— SHORT TASK A —
Collect every line of the records that contains the word "bull", treating case as significant.

After admiring Nora and her work for most of my lifespan, I'd finally gotten the opportunity to see her in person at BAM's screening of This Is My Life, the first movie she wrote AND directed (at fifty). I remember being so overwhelmed at seeing her in person. It was a reaction unlike any I've had to other famous people I've seen or met in person. I think some of it was nostalgia bubbling up, because her movies were such an integral part of my formative years, but mostly, it was the realization of how important her work was to me, and how much she inspired me, perhaps moreso than any other person other than my family.



I am not an overly emotional person, I don't usually get upset about things, but I cry at the drop of a hat when it comes to TV and movies. When I was twelve, I remember renting You've Got Mail (on VHS) and watching it with my mom. I cried at the end. There's a happy ending and I was crying. I think it's because it was the first time I remember wanting something so much. I wanted to live in that world. I wanted to live in New York, in a little apartment on the Upper West Side, and work in a bookstore or write children's books.

— DATA PROVIDED —
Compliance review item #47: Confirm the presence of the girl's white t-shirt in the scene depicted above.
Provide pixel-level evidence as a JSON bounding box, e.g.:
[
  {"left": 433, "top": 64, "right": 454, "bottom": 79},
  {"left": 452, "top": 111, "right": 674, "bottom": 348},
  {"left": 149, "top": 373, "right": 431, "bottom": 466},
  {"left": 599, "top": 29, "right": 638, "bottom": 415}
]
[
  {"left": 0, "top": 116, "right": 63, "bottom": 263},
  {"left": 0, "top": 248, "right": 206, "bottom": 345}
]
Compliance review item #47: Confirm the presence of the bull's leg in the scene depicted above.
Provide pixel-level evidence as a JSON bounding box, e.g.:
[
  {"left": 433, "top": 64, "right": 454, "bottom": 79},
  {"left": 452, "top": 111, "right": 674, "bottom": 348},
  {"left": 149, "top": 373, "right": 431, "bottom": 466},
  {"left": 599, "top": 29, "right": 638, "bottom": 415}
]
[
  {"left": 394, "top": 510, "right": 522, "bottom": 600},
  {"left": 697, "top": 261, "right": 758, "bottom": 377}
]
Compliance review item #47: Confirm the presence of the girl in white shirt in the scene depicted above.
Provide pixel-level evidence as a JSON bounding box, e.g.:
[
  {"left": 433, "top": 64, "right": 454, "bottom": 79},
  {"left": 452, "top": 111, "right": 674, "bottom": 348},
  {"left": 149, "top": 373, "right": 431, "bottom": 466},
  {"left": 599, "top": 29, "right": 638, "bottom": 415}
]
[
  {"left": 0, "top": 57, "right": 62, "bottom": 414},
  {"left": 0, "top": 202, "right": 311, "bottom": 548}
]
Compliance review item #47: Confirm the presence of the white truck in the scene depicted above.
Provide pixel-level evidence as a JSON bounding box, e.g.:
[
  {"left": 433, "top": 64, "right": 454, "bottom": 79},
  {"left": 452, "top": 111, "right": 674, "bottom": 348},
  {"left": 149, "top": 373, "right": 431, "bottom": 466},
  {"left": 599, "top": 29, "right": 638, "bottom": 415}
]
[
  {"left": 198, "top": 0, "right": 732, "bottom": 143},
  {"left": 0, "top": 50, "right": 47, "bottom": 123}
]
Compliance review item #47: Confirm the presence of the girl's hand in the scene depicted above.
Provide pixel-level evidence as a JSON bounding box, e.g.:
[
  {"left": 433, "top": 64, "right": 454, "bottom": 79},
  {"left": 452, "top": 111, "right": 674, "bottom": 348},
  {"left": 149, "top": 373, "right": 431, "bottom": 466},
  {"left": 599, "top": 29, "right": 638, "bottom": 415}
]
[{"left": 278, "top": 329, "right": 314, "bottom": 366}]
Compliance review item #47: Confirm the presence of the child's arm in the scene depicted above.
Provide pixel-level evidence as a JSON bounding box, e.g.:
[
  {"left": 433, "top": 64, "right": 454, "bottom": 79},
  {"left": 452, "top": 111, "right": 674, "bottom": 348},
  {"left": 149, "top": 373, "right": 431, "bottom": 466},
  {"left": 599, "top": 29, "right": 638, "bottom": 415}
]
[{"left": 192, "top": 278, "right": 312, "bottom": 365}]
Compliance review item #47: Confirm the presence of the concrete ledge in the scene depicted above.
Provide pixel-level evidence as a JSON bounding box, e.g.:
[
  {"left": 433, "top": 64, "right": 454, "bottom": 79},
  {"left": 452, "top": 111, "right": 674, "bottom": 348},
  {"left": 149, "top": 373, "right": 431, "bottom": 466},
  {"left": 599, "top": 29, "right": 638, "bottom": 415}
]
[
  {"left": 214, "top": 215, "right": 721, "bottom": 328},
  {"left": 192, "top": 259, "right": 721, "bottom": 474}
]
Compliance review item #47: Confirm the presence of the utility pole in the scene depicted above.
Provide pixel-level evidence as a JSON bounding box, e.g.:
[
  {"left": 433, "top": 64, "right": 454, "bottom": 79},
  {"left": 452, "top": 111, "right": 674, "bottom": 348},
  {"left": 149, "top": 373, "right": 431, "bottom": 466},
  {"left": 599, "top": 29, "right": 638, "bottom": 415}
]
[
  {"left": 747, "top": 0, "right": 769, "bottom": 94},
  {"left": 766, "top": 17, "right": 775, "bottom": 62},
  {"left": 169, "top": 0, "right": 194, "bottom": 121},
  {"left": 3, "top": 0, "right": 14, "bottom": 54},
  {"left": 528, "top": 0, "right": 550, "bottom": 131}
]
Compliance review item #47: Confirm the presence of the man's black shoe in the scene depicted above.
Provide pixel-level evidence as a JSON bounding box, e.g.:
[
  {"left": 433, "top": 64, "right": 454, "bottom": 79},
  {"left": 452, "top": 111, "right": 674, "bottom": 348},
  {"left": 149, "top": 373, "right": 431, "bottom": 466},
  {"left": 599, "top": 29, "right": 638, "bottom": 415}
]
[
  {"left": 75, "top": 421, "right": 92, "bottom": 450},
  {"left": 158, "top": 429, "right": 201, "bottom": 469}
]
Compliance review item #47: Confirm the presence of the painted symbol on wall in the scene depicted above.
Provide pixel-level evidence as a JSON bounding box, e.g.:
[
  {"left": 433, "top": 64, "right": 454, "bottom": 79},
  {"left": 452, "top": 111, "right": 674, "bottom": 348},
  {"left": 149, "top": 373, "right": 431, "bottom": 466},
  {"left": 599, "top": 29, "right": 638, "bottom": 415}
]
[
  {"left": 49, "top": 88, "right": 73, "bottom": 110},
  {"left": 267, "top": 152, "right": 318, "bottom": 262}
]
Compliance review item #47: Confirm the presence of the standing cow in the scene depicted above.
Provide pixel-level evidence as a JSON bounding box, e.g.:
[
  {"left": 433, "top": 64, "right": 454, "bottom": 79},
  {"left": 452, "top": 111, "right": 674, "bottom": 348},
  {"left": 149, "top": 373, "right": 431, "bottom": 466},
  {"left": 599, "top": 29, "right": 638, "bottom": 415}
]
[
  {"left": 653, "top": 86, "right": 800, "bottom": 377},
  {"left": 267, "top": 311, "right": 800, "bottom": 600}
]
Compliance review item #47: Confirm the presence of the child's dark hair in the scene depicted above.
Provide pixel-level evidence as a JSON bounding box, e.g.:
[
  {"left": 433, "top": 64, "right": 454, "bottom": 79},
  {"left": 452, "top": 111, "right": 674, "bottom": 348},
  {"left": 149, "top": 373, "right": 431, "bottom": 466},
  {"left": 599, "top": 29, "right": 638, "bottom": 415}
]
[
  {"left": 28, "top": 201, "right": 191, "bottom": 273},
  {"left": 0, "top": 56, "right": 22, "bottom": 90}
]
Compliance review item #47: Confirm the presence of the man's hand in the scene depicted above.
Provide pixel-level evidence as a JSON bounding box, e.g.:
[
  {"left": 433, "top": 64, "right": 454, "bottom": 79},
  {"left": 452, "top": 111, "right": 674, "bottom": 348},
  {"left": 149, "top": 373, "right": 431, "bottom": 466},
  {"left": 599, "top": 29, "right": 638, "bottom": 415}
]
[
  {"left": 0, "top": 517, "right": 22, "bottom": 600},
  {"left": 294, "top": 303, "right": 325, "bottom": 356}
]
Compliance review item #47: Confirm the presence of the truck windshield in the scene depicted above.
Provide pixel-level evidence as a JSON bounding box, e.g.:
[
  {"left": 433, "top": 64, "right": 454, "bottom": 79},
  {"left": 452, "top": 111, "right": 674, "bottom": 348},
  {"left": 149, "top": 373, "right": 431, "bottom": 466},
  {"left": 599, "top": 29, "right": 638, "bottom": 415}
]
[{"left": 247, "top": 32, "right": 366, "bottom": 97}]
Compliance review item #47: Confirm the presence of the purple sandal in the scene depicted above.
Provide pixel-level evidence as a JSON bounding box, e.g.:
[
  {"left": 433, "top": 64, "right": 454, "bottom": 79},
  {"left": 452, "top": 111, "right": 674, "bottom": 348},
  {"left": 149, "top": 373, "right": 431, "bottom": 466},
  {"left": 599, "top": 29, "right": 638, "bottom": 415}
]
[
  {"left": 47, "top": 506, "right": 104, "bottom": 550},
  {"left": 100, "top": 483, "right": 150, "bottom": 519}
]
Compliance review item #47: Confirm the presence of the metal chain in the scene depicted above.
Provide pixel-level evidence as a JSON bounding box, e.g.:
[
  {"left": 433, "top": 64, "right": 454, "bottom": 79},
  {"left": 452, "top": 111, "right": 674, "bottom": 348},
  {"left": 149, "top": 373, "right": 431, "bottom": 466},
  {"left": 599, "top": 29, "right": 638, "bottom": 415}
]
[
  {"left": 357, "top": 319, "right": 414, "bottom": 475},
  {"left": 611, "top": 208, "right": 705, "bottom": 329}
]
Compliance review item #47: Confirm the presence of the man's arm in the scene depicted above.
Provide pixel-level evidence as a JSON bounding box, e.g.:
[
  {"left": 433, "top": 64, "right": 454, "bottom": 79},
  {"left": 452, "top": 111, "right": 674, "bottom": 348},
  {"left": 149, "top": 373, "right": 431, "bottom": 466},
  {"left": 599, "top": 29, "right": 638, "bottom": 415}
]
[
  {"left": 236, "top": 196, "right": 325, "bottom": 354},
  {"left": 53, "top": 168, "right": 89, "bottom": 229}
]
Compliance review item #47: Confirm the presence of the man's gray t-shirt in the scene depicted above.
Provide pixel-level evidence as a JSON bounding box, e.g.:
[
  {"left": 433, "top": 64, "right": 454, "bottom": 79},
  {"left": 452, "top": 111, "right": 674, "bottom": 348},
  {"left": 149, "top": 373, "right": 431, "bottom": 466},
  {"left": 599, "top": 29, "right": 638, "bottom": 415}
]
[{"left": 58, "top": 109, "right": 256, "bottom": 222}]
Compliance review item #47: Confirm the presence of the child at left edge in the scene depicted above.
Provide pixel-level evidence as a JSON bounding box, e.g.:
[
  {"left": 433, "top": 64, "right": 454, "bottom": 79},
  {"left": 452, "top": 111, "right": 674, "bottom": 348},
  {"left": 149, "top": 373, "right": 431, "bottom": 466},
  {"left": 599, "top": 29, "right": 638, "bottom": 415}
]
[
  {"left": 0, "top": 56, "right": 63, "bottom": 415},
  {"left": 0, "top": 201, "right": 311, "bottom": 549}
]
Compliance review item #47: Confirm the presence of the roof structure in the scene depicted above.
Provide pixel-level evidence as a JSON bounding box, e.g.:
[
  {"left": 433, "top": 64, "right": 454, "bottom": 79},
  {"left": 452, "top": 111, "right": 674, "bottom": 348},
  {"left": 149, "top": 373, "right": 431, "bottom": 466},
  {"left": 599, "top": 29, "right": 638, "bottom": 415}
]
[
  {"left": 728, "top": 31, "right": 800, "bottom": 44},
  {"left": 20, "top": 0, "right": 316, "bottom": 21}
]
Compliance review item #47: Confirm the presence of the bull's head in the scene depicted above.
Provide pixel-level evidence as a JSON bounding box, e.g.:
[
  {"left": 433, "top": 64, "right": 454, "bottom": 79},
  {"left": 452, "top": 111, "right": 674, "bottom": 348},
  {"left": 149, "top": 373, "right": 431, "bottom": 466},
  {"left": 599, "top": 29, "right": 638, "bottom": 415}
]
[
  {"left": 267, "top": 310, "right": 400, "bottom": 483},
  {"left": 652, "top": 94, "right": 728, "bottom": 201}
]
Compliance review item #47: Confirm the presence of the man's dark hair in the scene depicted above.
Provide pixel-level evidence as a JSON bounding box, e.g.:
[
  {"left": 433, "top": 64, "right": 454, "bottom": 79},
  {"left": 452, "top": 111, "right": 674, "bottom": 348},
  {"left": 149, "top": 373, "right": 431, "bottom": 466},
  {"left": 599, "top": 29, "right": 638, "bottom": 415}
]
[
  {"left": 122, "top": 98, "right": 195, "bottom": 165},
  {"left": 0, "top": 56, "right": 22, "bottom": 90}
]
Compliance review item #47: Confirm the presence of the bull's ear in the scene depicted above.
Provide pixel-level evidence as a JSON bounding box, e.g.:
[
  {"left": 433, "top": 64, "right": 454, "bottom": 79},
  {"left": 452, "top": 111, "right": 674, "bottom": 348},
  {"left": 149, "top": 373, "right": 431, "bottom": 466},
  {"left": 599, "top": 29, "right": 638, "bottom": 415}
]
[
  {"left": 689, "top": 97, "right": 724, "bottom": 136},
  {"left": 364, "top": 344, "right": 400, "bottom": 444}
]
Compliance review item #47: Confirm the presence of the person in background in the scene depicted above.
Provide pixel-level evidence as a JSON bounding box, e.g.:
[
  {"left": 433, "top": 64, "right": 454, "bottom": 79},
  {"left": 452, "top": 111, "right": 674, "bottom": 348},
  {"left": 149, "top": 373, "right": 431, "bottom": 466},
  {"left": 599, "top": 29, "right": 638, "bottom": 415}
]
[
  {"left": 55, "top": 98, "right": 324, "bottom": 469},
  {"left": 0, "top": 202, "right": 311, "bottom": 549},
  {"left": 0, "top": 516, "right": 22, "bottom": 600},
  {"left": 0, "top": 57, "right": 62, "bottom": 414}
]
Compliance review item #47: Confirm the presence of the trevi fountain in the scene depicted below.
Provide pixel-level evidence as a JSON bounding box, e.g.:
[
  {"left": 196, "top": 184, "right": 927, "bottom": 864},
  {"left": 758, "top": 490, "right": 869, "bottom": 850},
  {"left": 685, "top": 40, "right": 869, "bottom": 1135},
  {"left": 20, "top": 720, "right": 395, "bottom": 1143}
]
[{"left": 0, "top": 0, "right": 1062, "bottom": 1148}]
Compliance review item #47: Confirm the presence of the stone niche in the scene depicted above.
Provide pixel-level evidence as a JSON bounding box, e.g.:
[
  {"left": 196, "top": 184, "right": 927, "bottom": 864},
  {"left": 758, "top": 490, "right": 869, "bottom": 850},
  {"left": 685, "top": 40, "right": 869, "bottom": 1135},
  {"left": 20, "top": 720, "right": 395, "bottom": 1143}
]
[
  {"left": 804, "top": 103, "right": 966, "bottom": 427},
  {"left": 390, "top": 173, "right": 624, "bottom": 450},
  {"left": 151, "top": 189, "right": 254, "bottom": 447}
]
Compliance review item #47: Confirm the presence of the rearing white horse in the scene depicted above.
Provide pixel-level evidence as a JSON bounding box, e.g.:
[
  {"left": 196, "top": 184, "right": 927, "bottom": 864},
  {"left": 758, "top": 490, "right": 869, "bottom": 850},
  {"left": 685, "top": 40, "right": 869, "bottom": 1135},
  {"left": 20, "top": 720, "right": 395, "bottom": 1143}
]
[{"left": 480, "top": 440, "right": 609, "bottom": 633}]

— SHORT TASK B —
Decide whether each statement agrees with the passage about seeing Nora in person: (i) the narrator saw Nora at BAM's screening of This Is My Life, (ii) the narrator first watched You've Got Mail in a movie theater, (iii) the narrator calls themselves an overly emotional person. Answer yes or no for each, quoting the words of the passage that decide it.

— CORRECT RESPONSE A —
Compliance review item #47: Confirm the presence of the bull's leg in the scene depicted above.
Compliance review item #47: Confirm the presence of the bull's head in the scene depicted above.
Compliance review item #47: Confirm the presence of the bull's ear in the scene depicted above.

— CORRECT RESPONSE B —
(i) Yes: "I'd finally gotten the opportunity to see her in person at BAM's screening of This Is My Life"
(ii) No: "I remember renting You've Got Mail (on VHS) and watching it with my mom"
(iii) No: "I am not an overly emotional person"